- [SHORT EXERCISE]:
Recast everything from the start of the material down to and including the line containing "x=32, y=124" as a numbered list, leaving out any blank lines.

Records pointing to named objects
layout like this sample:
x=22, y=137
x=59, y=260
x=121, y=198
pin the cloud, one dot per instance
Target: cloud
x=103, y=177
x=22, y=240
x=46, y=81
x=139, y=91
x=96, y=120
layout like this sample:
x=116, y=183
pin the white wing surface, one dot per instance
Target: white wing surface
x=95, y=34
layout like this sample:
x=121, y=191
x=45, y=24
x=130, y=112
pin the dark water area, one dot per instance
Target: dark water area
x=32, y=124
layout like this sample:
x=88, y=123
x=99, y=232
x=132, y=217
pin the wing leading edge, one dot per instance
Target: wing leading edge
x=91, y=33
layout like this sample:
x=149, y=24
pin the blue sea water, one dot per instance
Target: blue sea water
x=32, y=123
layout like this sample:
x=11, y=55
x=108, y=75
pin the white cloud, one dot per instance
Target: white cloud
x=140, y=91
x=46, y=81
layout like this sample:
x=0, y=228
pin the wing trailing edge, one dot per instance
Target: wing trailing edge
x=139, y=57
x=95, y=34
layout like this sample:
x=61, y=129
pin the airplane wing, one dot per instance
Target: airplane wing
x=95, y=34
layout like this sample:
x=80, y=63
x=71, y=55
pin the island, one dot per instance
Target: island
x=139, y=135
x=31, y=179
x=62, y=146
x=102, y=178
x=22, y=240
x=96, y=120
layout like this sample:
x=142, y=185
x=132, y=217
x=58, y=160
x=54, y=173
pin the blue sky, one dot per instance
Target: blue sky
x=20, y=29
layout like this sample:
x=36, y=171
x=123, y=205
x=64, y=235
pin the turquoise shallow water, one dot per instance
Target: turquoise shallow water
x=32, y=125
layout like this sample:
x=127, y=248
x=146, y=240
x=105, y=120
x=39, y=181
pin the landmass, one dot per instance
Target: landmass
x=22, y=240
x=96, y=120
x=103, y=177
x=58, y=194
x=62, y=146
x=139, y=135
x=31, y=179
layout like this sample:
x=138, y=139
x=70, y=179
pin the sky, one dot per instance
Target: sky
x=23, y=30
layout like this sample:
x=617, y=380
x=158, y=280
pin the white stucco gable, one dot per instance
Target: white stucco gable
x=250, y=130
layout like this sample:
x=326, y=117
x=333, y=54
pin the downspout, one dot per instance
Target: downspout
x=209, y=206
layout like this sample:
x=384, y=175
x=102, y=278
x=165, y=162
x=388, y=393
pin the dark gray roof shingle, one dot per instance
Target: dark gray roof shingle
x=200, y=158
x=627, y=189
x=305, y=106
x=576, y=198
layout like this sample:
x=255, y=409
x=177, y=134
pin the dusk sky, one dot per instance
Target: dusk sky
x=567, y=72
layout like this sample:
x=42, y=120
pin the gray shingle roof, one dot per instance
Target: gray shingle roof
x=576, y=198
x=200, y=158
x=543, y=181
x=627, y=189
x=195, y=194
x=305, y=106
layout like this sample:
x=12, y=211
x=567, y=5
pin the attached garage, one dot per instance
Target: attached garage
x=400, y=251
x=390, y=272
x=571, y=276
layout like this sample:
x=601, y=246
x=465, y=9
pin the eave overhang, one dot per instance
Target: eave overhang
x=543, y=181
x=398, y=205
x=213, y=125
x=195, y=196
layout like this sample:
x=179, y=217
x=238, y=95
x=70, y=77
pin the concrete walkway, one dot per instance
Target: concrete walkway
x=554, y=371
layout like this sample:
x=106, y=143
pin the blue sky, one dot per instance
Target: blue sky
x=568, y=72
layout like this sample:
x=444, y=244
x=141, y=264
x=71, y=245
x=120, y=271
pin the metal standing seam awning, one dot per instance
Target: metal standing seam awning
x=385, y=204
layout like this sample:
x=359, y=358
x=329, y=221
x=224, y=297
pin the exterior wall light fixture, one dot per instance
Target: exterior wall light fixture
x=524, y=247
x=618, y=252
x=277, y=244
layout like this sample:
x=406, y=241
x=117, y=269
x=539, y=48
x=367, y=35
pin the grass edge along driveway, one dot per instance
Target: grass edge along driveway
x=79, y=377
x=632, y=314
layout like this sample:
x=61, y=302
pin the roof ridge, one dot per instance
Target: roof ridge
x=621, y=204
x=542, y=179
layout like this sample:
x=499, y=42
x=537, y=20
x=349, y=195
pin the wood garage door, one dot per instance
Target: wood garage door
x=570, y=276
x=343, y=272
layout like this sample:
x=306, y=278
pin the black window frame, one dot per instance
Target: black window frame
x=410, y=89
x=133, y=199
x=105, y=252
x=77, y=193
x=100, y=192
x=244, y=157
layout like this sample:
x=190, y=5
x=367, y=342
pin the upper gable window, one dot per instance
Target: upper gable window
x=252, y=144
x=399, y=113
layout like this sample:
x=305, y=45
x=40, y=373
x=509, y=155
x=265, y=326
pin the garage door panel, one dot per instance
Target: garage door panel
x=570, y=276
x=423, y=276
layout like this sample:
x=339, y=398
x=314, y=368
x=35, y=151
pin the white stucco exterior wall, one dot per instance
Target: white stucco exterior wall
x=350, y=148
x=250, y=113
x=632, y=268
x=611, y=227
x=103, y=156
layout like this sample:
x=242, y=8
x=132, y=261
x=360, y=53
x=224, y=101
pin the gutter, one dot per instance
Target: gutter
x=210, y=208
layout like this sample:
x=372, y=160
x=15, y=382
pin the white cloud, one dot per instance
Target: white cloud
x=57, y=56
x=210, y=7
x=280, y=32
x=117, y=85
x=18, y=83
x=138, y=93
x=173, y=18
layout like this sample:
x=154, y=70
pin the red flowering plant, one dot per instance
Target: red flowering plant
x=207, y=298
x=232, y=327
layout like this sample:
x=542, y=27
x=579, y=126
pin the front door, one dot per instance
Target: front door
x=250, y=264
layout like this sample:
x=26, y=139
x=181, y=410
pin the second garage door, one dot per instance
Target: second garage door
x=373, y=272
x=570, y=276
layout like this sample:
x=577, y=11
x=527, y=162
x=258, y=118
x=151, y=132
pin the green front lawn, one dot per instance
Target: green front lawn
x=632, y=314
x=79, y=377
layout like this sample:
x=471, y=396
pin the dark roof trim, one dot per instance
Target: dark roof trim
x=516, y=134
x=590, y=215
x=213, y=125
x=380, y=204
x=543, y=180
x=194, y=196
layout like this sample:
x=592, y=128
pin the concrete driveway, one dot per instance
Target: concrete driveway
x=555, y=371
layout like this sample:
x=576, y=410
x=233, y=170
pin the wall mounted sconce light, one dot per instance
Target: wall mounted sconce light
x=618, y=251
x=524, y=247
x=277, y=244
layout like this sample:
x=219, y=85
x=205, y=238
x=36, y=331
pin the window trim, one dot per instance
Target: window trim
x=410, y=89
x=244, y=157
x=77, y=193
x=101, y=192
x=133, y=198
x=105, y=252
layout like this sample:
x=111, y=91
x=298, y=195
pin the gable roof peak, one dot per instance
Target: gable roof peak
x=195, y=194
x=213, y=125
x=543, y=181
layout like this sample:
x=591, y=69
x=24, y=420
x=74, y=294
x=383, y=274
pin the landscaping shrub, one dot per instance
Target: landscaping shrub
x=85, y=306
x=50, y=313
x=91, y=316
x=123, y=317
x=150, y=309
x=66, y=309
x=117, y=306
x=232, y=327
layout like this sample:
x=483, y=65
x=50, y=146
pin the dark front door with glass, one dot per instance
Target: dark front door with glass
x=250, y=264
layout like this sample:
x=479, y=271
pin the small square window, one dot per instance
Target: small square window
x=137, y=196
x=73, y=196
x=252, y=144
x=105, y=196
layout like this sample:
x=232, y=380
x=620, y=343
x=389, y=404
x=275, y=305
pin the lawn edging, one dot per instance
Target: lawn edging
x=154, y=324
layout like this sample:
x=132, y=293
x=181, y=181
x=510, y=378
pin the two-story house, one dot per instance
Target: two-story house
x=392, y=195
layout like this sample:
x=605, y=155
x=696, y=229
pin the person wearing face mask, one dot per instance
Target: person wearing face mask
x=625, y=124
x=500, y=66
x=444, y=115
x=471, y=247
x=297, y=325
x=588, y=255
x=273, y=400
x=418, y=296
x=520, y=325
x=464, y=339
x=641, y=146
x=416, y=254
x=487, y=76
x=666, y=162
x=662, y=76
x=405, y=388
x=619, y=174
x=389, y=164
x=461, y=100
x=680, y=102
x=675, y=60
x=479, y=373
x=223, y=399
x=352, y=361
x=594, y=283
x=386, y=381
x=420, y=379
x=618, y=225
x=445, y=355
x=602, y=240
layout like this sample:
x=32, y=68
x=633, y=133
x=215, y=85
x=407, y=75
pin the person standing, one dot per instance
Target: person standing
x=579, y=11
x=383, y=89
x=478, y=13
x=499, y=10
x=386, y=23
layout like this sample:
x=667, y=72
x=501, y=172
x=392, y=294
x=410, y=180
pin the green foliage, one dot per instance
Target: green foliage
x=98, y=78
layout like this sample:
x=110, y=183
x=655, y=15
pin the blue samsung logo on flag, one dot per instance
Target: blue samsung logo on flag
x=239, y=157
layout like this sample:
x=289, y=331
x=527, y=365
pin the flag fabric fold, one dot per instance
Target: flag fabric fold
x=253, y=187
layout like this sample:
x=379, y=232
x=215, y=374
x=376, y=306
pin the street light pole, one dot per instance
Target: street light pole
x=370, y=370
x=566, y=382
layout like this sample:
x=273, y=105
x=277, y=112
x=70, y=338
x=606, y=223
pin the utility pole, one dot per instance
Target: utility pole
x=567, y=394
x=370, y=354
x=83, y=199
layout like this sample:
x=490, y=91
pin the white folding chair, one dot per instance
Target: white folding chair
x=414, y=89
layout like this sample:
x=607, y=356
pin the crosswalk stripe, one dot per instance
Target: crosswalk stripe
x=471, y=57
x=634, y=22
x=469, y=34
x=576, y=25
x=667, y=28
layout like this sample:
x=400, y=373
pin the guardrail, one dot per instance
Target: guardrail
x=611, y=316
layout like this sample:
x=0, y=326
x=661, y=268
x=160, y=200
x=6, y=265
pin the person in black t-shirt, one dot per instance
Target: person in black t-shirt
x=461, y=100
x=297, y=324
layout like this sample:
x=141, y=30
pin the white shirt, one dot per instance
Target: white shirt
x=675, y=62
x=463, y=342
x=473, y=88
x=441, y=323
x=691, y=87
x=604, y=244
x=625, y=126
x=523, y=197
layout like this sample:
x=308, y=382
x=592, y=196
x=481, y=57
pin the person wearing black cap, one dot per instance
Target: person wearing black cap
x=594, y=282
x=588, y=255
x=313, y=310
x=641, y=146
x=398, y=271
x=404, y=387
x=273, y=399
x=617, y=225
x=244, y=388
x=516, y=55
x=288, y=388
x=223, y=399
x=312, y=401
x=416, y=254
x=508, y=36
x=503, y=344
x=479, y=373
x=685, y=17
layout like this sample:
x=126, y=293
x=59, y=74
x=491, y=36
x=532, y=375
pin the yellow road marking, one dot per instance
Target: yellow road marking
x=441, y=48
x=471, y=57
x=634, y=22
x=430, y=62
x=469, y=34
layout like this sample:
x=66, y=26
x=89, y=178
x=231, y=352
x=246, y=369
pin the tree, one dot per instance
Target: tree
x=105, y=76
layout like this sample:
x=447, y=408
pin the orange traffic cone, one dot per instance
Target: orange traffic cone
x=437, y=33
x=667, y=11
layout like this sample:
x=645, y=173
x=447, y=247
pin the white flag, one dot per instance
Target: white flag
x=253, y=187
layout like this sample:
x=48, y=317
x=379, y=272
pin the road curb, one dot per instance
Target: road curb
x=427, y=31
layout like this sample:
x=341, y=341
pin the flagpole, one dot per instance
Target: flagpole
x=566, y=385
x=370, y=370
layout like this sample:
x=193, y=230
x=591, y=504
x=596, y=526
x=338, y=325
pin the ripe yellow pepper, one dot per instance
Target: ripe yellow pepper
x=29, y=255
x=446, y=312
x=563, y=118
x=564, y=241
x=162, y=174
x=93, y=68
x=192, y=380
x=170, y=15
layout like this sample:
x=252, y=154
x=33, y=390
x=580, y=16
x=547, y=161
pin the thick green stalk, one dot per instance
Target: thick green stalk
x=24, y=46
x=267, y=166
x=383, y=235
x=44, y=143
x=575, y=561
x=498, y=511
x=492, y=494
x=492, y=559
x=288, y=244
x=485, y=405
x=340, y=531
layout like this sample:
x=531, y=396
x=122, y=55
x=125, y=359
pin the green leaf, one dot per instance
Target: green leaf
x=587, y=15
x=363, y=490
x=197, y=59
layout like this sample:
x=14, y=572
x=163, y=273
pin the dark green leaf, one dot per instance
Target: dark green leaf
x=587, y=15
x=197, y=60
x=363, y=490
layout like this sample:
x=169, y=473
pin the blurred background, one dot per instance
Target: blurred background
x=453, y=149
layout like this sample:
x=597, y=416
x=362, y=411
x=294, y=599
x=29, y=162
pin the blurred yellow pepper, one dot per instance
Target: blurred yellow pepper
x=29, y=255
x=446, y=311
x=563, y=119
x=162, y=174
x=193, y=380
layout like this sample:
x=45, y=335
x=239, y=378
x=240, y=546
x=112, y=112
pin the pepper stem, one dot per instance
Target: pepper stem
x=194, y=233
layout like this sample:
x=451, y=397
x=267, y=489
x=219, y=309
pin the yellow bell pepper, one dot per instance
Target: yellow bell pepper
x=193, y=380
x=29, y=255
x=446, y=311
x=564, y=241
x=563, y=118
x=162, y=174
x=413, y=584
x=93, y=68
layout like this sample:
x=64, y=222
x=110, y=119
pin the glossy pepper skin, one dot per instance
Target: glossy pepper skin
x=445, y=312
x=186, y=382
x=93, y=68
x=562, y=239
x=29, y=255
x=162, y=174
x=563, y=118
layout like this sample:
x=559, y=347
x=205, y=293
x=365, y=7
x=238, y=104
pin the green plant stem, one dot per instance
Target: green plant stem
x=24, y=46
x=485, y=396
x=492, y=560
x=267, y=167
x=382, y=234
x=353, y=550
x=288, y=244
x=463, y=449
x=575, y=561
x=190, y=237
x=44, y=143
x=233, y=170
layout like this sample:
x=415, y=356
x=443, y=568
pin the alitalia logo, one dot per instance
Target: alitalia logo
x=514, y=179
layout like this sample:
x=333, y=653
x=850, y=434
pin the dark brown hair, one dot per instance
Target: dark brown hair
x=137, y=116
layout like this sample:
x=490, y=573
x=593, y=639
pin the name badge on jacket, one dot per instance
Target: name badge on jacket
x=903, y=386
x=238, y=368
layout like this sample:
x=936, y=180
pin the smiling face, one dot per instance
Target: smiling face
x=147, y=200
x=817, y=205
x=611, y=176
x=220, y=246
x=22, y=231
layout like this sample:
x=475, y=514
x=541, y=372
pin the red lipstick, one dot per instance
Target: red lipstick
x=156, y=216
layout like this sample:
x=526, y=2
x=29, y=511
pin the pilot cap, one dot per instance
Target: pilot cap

- [EXPECTED ANSWER]:
1. layout like this sample:
2. x=22, y=137
3. x=59, y=260
4. x=121, y=198
5. pin the cloud, one dot per instance
6. Target: cloud
7. x=103, y=177
8. x=22, y=240
9. x=46, y=81
10. x=139, y=91
11. x=96, y=120
12. layout like this sample:
13. x=116, y=183
14. pin the white wing surface, one dot per instance
15. Target: white wing surface
16. x=95, y=34
17. layout like this sample:
18. x=121, y=191
19. x=45, y=24
20. x=130, y=112
21. pin the dark water area, one dot per instance
22. Target: dark water area
23. x=32, y=124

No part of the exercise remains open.